=== DATA FOR THE TASK ===
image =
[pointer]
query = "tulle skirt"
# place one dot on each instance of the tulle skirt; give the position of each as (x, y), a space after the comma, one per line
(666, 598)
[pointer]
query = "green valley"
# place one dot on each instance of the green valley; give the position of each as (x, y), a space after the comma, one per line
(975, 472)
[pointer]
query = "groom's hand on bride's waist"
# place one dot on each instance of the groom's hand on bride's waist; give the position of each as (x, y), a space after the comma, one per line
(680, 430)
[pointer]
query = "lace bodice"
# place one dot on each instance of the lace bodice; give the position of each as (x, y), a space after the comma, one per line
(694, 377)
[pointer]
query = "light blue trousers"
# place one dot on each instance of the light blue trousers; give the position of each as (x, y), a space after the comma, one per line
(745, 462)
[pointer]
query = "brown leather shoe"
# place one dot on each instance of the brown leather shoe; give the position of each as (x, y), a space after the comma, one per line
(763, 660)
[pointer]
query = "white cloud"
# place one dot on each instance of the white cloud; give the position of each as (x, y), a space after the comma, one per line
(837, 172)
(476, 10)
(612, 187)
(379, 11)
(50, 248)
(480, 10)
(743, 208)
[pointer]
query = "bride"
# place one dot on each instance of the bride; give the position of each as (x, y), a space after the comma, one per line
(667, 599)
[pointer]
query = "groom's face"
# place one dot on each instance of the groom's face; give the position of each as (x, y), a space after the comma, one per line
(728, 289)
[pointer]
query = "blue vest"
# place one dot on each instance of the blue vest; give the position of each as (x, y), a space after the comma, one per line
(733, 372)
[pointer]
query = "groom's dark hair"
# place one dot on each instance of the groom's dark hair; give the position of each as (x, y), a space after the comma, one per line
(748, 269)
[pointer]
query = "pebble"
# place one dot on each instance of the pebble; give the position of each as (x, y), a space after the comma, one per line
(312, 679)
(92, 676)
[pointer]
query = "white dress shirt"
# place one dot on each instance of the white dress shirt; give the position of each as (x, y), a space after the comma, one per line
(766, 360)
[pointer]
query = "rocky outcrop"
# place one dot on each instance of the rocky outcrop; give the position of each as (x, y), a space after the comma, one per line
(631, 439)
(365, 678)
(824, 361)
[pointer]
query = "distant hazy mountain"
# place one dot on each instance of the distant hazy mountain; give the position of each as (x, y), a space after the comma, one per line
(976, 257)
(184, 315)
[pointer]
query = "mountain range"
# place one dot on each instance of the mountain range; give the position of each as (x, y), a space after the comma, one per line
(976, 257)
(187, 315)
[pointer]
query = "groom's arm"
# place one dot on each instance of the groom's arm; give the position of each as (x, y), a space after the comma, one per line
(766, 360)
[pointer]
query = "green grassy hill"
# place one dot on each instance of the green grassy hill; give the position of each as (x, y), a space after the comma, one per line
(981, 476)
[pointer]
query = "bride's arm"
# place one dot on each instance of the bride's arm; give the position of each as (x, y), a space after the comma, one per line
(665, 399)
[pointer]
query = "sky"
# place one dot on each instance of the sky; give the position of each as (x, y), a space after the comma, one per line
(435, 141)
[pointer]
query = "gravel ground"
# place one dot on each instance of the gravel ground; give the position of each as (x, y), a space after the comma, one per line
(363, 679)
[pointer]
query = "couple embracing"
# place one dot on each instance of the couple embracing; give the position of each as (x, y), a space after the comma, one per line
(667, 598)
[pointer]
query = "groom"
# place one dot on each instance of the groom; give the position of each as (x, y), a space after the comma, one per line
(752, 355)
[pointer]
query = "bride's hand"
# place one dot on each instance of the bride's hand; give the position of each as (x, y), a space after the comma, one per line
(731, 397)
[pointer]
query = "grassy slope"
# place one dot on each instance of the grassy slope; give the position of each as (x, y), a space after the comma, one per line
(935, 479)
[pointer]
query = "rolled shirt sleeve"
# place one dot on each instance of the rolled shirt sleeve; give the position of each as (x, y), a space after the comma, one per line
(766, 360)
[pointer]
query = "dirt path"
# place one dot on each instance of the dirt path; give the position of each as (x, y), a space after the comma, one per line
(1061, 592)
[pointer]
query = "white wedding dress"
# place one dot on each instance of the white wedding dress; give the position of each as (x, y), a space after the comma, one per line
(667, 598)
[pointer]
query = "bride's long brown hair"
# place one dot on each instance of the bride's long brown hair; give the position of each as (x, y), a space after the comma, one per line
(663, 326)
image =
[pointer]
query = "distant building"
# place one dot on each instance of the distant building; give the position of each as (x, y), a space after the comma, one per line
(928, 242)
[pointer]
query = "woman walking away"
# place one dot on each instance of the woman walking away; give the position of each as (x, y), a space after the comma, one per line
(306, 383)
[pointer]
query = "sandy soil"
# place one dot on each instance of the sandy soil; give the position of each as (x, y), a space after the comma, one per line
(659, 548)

=== WHAT YOU WILL DO ===
Quote the listing in full, please, keeping every line exact.

=== PROBLEM SOLUTION ===
image =
[pointer]
query = "tulle skirt"
# place one dot on each instance of the tulle skirt; give the position of each as (x, y), a space after the comma, one per line
(666, 598)
[pointer]
query = "green valley"
# place one dot on each instance of the green valley; give the position of each as (x, y), a space after the comma, one per line
(975, 472)
[pointer]
query = "groom's hand on bride's waist"
# place one dot on each instance of the groom's hand on bride's waist; give the position of each as (x, y), a space after the comma, one per line
(680, 430)
[pointer]
query = "lace bodice"
# place one dot on each instance of the lace bodice; give the position of each as (x, y), a space after the comma, one per line
(694, 377)
[pointer]
query = "light blue trousers"
# place one dot on each instance of the light blue trousers; give the position of each as (x, y), a space after the comma, one per line
(745, 462)
[pointer]
query = "brown leather shoe"
# place one dot on each instance of the brown leather shoe; give the position of each as (x, y), a space after the comma, one per line
(763, 660)
[pointer]
query = "white cloud"
# place one dot on each instance of the white cloud; give the position of each as (x, y), a space after the comma, one per line
(837, 172)
(476, 10)
(612, 187)
(379, 11)
(50, 248)
(480, 10)
(743, 208)
[pointer]
query = "bride"
# place one dot on each instance of the bride; give the position of each as (x, y), a space after the comma, one per line
(667, 599)
[pointer]
query = "groom's face"
# place one dot on each instance of the groom's face; give the position of each as (x, y), a space after the comma, one per line
(728, 289)
[pointer]
query = "blue vest"
# place one dot on each instance of the blue vest; give the position of each as (x, y), a space after the comma, one per line
(733, 372)
[pointer]
query = "groom's dark hair"
# place one dot on each instance of the groom's dark hair; give the position of each as (x, y), a space after the comma, one per line
(748, 269)
[pointer]
query = "pebble"
# place one dot on each instance of the pebble; give the position of each as (x, y), a space after the comma, one per line
(312, 679)
(92, 676)
[pointer]
query = "white dress shirt"
# place one dot on each instance of the white dress shirt; give the position of each as (x, y), a space after the comma, one per line
(766, 360)
[pointer]
query = "rocky outcrop"
# place one dot on each instance of the rocky outcrop; give the position of each as (x, y), a space after the comma, one per line
(631, 439)
(365, 678)
(824, 361)
[pointer]
query = "distant hazy mountain"
# place one dot on each instance of the distant hazy mountain; give the position of each as (x, y), a space after the comma, one per line
(976, 257)
(184, 315)
[pointer]
query = "mountain range"
# place one dot on each instance of the mountain range; give the position of each as (x, y), a space after the comma, one per line
(976, 257)
(187, 315)
[pointer]
query = "groom's arm"
# place one dot on each instance of the groom's arm; give the position of each as (x, y), a space after the comma, one per line
(766, 360)
[pointer]
query = "green grassy hill"
# place one dot on each instance of the green grassy hill; give the position of each as (x, y), a space after the comma, one per line
(981, 476)
[pointer]
query = "bride's arm"
# place one dot on each instance of the bride's arm; give the position of each as (x, y), a space after the comma, one per line
(665, 399)
[pointer]
query = "sky"
# place one dot on each instance of the sky; give the position of each as (x, y), a space after the comma, one per line
(435, 141)
[pointer]
query = "gravel ground"
# place one dot on each instance of the gravel ground; give the position of each as (x, y), a space after the comma, one per line
(363, 679)
[pointer]
query = "couple embracing"
# place one dot on each instance of the couple embracing; give the position of each as (x, y), a space after the comma, one per line
(667, 598)
[pointer]
query = "groom"
# place one dot on each instance of the groom; give the position of each as (x, y), a space after the comma, one per line
(752, 355)
[pointer]
query = "bride's hand"
# place one dot on each instance of the bride's hand; give the position of each as (x, y), a space after the comma, one per line
(731, 397)
[pointer]
query = "grassy slope"
# place one dot on each instance of the grassy slope; give the position of each as (x, y), a space after the comma, one per line
(935, 479)
[pointer]
query = "rolled shirt sleeve"
# place one dot on each instance of the rolled shirt sleeve; give the position of each as (x, y), a space after the comma, one per line
(766, 360)
[pointer]
query = "dirt path"
# place one dot on each instance of the dirt path; give the position of each as (x, y), a space after the comma, one per line
(1061, 592)
[pointer]
query = "white wedding dress"
# place one dot on each instance of the white wedding dress; give the position of each as (x, y), a space after the comma, one per line
(667, 598)
[pointer]
query = "bride's long brown hair"
# place one dot on each instance of the bride's long brown hair; give the position of each as (x, y), a space after the comma, one per line
(663, 326)
image =
[pointer]
query = "distant building"
# place one dot on each instance of the distant building; give the position of each as (x, y), a space after the comma, one per line
(928, 242)
[pointer]
query = "woman walking away"
# place one dot on each instance of the woman walking away; give the position of each as (x, y), a space after the comma, one per line
(306, 383)
[pointer]
query = "sandy soil"
# place one dot on each instance of the sandy soil; give the position of each as (x, y), a space after the comma, one per line
(659, 548)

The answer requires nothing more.